Items from a dataset

· · · ·

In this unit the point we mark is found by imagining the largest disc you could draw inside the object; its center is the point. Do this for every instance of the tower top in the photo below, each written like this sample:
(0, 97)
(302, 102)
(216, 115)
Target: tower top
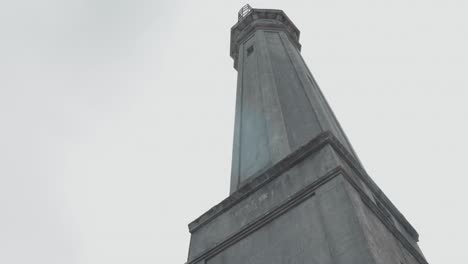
(245, 10)
(251, 19)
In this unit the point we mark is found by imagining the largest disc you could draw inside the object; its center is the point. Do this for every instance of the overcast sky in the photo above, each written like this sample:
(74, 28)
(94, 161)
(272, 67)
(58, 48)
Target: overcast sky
(116, 118)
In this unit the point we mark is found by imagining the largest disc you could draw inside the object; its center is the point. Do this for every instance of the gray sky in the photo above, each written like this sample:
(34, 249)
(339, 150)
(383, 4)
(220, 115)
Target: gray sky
(117, 118)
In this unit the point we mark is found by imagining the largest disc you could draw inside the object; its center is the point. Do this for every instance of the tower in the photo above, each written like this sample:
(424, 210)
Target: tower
(298, 191)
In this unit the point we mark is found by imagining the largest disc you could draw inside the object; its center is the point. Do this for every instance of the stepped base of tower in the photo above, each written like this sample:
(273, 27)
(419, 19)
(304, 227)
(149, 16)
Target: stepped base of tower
(315, 206)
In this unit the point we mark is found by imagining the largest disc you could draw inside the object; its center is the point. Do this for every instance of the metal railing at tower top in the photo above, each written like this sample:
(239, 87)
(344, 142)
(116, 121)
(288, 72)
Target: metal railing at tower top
(244, 11)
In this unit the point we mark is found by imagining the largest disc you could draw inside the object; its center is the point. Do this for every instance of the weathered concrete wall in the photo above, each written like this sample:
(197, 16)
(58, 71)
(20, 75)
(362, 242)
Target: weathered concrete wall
(263, 200)
(279, 106)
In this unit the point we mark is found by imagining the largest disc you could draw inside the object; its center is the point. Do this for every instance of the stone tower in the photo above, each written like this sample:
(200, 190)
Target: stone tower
(298, 191)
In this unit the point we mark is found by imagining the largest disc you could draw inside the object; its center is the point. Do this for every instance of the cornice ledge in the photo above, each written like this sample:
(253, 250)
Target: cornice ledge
(261, 178)
(362, 174)
(262, 19)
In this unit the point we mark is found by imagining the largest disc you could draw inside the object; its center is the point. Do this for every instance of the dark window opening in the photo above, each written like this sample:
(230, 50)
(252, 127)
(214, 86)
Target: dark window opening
(249, 50)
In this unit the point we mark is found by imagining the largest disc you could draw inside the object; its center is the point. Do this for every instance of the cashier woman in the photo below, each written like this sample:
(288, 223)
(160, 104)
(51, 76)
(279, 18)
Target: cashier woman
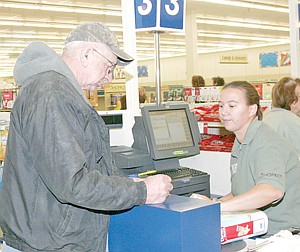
(265, 170)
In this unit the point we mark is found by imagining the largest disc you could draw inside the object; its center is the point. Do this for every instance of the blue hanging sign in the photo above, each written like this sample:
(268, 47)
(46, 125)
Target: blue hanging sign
(159, 15)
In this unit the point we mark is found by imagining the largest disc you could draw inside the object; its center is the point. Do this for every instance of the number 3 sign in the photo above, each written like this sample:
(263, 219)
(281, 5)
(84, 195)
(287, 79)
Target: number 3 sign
(159, 15)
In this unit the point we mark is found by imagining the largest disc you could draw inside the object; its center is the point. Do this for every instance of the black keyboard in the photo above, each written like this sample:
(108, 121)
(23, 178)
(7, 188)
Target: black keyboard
(182, 172)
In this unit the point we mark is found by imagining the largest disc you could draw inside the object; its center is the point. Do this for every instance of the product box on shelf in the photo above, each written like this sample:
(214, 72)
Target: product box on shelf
(244, 224)
(207, 112)
(258, 87)
(267, 91)
(211, 142)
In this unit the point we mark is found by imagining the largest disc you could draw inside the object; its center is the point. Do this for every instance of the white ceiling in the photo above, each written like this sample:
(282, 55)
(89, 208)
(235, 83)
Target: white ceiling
(222, 25)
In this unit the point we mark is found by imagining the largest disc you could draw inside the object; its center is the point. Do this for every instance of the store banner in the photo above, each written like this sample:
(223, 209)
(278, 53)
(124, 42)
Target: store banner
(159, 15)
(233, 59)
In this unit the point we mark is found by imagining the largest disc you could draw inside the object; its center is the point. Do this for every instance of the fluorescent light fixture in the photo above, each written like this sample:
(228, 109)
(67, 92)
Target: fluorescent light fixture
(80, 9)
(251, 5)
(235, 23)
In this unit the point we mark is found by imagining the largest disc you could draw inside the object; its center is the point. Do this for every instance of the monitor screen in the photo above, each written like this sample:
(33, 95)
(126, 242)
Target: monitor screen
(171, 131)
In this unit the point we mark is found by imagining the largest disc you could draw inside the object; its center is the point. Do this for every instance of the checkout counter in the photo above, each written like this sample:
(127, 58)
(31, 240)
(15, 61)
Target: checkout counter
(162, 136)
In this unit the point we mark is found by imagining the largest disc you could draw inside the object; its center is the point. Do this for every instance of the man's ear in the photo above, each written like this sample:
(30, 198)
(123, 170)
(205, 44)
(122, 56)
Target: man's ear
(253, 109)
(85, 55)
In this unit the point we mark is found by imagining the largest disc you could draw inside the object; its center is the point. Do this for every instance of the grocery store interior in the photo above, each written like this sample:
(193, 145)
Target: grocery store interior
(255, 41)
(236, 40)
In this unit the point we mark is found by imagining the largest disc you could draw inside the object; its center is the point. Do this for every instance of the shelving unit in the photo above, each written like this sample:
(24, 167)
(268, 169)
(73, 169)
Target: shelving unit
(106, 98)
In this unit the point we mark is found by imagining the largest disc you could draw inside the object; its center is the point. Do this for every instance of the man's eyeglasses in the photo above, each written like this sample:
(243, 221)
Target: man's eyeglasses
(112, 65)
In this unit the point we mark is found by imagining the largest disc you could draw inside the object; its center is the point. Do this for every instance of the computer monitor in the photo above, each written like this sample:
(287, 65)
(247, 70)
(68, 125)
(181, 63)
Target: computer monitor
(171, 131)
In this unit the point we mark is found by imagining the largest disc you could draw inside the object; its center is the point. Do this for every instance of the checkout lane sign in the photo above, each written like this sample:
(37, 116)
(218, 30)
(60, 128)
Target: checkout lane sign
(159, 15)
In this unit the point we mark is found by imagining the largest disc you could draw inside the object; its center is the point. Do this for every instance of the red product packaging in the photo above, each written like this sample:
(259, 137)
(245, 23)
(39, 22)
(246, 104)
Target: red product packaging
(244, 224)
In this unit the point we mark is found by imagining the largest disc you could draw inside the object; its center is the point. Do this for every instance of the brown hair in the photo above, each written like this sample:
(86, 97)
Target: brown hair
(198, 81)
(283, 93)
(251, 94)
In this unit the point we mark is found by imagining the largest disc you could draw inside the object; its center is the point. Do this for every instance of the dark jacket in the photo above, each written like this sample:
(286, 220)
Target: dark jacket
(59, 184)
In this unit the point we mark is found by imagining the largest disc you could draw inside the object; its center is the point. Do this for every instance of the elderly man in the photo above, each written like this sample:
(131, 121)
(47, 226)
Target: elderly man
(59, 184)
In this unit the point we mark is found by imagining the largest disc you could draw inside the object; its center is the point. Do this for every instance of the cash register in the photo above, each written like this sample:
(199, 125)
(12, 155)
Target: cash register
(162, 135)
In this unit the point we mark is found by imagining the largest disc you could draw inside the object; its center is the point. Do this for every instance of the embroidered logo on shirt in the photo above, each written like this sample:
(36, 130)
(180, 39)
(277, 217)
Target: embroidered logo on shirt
(233, 168)
(271, 174)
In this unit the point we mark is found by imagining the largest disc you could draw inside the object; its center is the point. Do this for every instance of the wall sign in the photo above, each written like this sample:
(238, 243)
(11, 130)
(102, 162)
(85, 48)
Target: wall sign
(159, 15)
(234, 59)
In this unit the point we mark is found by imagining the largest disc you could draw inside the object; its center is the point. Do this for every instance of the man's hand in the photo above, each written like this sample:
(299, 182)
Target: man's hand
(158, 188)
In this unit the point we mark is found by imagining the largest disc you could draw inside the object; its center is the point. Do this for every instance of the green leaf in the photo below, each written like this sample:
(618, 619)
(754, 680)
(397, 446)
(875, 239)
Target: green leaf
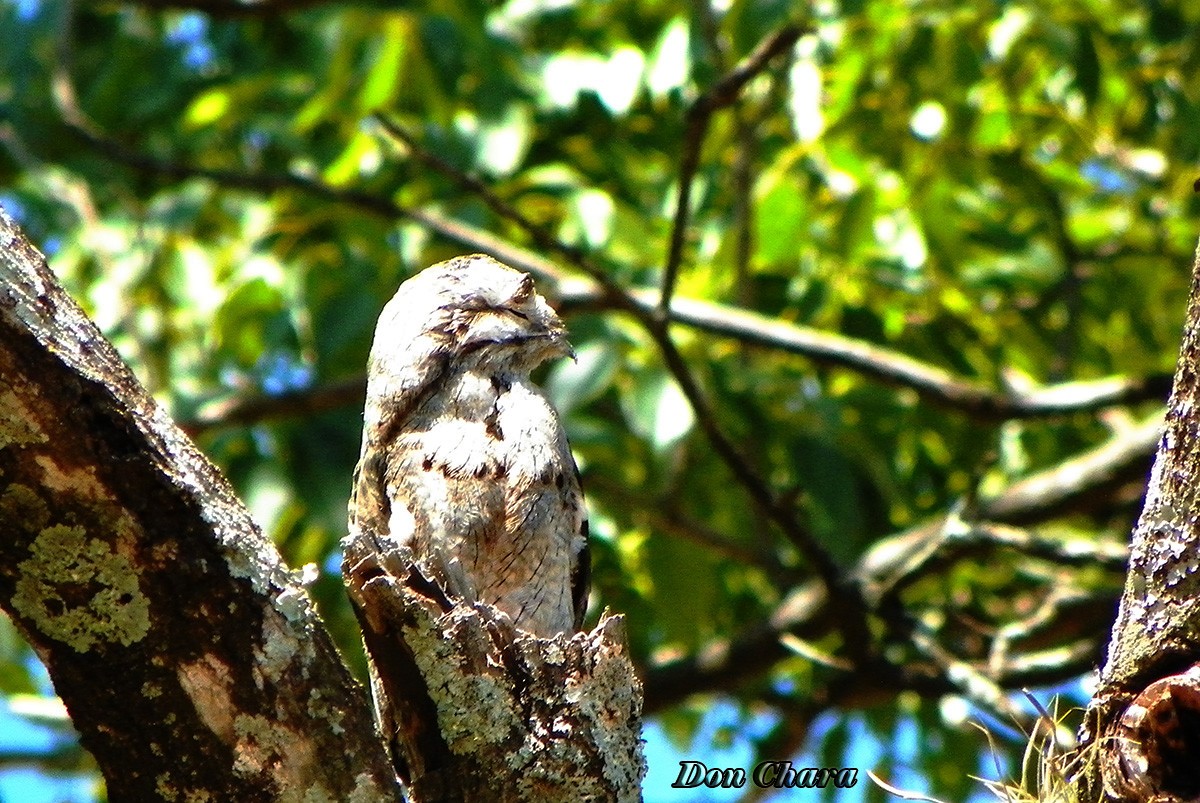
(658, 411)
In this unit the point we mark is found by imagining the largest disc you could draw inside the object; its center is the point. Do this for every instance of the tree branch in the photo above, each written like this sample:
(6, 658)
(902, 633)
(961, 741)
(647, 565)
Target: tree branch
(700, 113)
(119, 543)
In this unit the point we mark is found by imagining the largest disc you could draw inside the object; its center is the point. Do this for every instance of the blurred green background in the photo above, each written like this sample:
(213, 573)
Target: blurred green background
(999, 190)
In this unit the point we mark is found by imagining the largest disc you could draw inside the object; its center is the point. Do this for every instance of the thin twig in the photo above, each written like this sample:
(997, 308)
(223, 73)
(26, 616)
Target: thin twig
(700, 113)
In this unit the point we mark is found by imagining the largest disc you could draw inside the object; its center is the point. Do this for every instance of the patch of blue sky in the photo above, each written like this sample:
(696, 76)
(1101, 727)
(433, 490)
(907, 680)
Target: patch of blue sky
(191, 35)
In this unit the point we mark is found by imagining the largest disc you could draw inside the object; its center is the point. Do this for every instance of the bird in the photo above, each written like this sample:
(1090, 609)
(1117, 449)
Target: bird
(465, 460)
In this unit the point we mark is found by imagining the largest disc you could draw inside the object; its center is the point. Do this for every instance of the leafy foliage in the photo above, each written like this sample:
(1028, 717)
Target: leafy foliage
(1001, 191)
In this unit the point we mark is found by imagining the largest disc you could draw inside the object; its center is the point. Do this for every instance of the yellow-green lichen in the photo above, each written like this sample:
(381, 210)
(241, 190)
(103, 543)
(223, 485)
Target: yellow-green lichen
(17, 425)
(79, 591)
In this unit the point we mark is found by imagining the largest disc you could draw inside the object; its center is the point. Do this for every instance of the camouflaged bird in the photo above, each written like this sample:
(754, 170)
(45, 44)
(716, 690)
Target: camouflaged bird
(463, 459)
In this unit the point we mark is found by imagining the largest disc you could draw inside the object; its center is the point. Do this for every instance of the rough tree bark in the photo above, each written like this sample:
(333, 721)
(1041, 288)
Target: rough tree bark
(189, 655)
(1141, 731)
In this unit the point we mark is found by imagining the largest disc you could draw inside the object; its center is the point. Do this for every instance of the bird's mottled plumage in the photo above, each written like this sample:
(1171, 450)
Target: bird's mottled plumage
(463, 459)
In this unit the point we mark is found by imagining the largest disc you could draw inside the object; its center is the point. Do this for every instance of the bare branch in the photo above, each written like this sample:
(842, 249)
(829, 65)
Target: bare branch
(715, 97)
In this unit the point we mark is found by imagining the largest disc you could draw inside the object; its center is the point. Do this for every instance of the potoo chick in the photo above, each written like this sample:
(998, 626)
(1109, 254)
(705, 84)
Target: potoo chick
(463, 457)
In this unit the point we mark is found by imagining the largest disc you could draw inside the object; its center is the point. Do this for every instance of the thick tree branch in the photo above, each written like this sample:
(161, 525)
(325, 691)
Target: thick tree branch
(179, 641)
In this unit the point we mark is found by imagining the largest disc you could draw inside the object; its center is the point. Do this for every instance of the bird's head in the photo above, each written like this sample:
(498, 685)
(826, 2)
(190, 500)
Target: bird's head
(480, 311)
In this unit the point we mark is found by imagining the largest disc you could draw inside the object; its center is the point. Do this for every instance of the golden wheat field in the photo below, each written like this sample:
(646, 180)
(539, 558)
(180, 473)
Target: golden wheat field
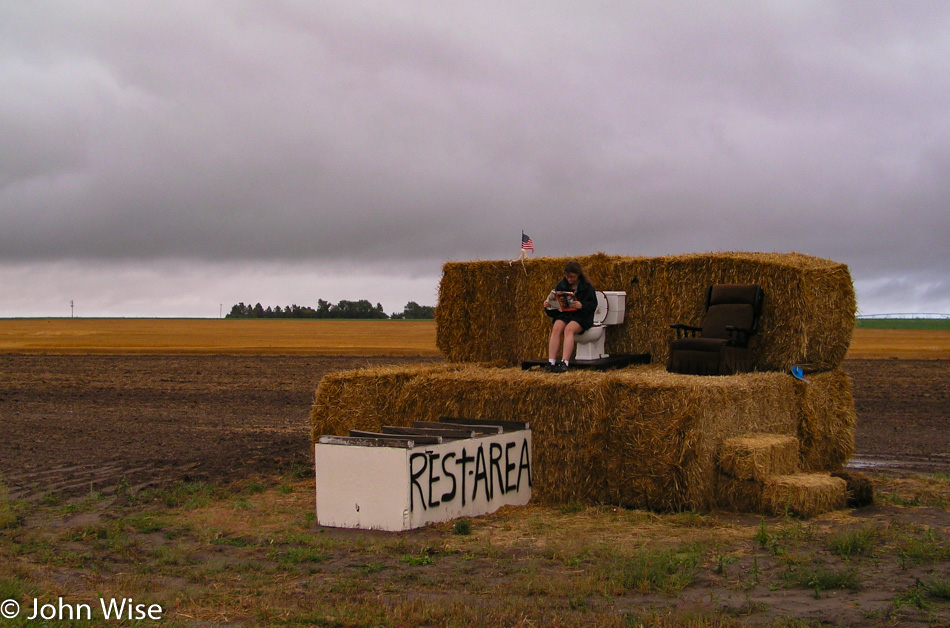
(225, 336)
(328, 337)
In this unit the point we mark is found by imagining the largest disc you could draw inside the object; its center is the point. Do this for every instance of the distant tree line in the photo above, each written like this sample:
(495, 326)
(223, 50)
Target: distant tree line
(325, 309)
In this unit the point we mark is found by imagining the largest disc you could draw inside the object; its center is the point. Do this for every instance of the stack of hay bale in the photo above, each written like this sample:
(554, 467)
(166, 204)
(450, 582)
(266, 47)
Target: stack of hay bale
(636, 437)
(759, 473)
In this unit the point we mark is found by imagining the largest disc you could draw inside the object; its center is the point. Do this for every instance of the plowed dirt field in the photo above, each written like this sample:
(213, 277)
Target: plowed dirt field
(73, 424)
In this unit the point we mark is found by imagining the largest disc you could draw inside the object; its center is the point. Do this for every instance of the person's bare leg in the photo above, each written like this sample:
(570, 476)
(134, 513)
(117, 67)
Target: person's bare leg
(555, 342)
(570, 330)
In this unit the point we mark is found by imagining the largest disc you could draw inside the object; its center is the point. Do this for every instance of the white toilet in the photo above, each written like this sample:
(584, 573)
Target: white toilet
(610, 311)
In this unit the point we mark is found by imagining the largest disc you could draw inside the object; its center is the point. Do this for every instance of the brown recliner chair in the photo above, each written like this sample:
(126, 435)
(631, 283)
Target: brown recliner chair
(721, 345)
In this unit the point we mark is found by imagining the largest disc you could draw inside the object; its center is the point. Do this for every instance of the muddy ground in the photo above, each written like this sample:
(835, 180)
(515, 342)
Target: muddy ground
(75, 424)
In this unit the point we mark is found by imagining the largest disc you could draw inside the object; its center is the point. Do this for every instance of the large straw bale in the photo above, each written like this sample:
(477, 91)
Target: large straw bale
(566, 415)
(803, 494)
(638, 437)
(737, 495)
(363, 399)
(667, 429)
(758, 456)
(491, 310)
(828, 420)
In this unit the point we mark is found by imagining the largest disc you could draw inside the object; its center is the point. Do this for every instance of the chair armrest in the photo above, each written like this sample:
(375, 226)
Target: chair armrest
(685, 331)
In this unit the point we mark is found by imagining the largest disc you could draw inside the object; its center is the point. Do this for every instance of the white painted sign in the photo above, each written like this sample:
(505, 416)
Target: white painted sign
(397, 484)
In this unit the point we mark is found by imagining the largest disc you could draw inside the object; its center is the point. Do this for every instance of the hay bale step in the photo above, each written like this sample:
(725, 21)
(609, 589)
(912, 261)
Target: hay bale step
(803, 494)
(758, 456)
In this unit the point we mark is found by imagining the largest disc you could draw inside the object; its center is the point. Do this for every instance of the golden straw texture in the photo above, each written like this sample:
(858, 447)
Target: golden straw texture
(491, 310)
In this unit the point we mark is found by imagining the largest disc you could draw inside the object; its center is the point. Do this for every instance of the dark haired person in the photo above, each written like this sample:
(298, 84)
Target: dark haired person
(569, 322)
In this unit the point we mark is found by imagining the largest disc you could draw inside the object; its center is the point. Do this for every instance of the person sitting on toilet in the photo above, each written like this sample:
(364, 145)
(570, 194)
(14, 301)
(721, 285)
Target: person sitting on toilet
(569, 322)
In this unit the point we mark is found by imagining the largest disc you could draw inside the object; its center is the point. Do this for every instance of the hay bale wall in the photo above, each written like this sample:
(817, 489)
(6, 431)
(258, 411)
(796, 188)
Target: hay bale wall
(491, 310)
(639, 437)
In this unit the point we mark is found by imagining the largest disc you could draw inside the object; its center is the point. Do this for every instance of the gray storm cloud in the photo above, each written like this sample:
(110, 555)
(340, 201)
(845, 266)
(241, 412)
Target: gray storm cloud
(368, 136)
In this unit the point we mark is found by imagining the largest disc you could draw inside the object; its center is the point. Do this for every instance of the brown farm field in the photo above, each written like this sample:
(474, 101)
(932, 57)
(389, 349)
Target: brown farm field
(327, 337)
(228, 336)
(169, 461)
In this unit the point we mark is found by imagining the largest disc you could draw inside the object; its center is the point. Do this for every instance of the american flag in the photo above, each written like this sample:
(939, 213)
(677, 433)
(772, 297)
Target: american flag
(527, 244)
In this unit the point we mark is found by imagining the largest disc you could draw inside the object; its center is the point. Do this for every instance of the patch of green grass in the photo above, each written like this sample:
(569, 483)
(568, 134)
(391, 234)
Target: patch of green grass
(12, 511)
(666, 571)
(295, 556)
(144, 523)
(462, 527)
(368, 568)
(926, 548)
(852, 543)
(821, 578)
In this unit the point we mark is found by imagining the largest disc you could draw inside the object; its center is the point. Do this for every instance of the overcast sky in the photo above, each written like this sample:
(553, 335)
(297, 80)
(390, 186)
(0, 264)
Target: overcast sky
(174, 158)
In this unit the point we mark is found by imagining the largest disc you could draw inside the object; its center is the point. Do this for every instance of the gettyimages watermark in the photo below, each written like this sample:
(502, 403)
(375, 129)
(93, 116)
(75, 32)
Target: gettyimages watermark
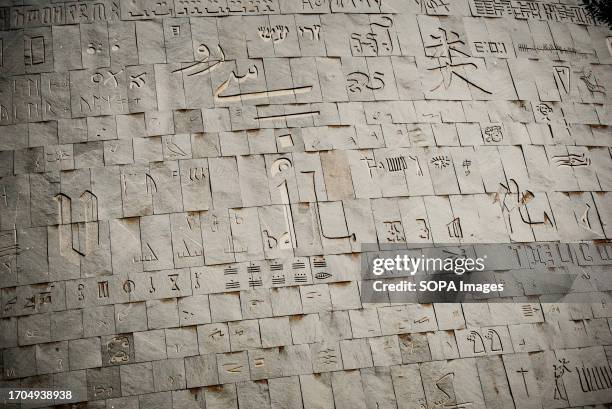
(554, 272)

· · · ·

* [Task statement]: In the records above, locate the line with "bale wall in"; output it and each line after it through the last one, exactly, omitting pictures.

* [Solution]:
In this unit the point we mark is found by imagining the largest disc you could draw inside the object; its center is the point. Do this for every instance of the hay bale wall in the photo above, each written like this sample:
(817, 489)
(6, 431)
(258, 411)
(796, 188)
Target: hay bale wall
(491, 310)
(639, 437)
In this unit the point we mark is found by imagining the largest disc you could draw inside the object; its center is the point. Do this for every instance of the gray storm cloud in the photo above, each written like this sample:
(110, 555)
(340, 201)
(845, 266)
(241, 412)
Target: gray storm cloud
(368, 136)
In this unit the point we mark is found by imagining the largest disc you could draw inside the object; its center is the point. Do this for every instance of the brown farm field in the photo above, each written like this sample:
(474, 101)
(932, 57)
(389, 349)
Target: brown farm field
(327, 337)
(228, 336)
(169, 461)
In this unit the point we mark is found by imagining the largest disc you could draw inside the object; its center is the point. Do this for every instance of the american flag in the photo above, each written like this sample:
(939, 213)
(677, 433)
(772, 297)
Target: american flag
(527, 244)
In this unit the point we mark is found by imagining the largest disc you could draw inside the object; its center is the point. Do this for every instance of the patch of green grass in the photo above, each written like this sample:
(569, 483)
(568, 134)
(391, 234)
Target: patch of green grass
(12, 511)
(666, 571)
(295, 556)
(144, 523)
(462, 527)
(368, 568)
(926, 548)
(852, 543)
(821, 578)
In this unit the point we mark is found by imagining the largest disc you could draw inside the object; its center is the point. Do this for every instance of the overcast sky in the photo above, each written like this sample:
(553, 335)
(297, 80)
(390, 186)
(0, 264)
Target: overcast sky
(174, 158)
In this unit the point we mark is found by imagining the largest disc you could draw inside the object; its center is the point. Do this for every instance of the gettyimages watermark in the photo below, each written like this sample:
(502, 403)
(375, 129)
(93, 116)
(75, 32)
Target: gettyimages watermark
(554, 272)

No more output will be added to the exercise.